[Records to process Boundary: Start]

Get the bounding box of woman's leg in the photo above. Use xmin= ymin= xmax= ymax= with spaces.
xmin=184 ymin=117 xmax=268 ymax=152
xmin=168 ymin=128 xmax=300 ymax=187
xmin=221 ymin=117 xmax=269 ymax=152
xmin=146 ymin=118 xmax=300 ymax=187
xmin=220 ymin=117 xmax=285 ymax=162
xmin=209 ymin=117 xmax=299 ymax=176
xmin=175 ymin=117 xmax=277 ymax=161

[Records to process Boundary: End]

• **Exercise directions**: Take the entries above and copy them out exactly.

• **Result of this exercise**:
Get the bounding box of woman's leg in the photo above. Use xmin= ymin= xmax= ymax= with spaces.
xmin=184 ymin=117 xmax=268 ymax=152
xmin=168 ymin=128 xmax=300 ymax=187
xmin=221 ymin=117 xmax=269 ymax=152
xmin=146 ymin=118 xmax=300 ymax=187
xmin=220 ymin=117 xmax=285 ymax=162
xmin=209 ymin=117 xmax=299 ymax=176
xmin=175 ymin=117 xmax=277 ymax=161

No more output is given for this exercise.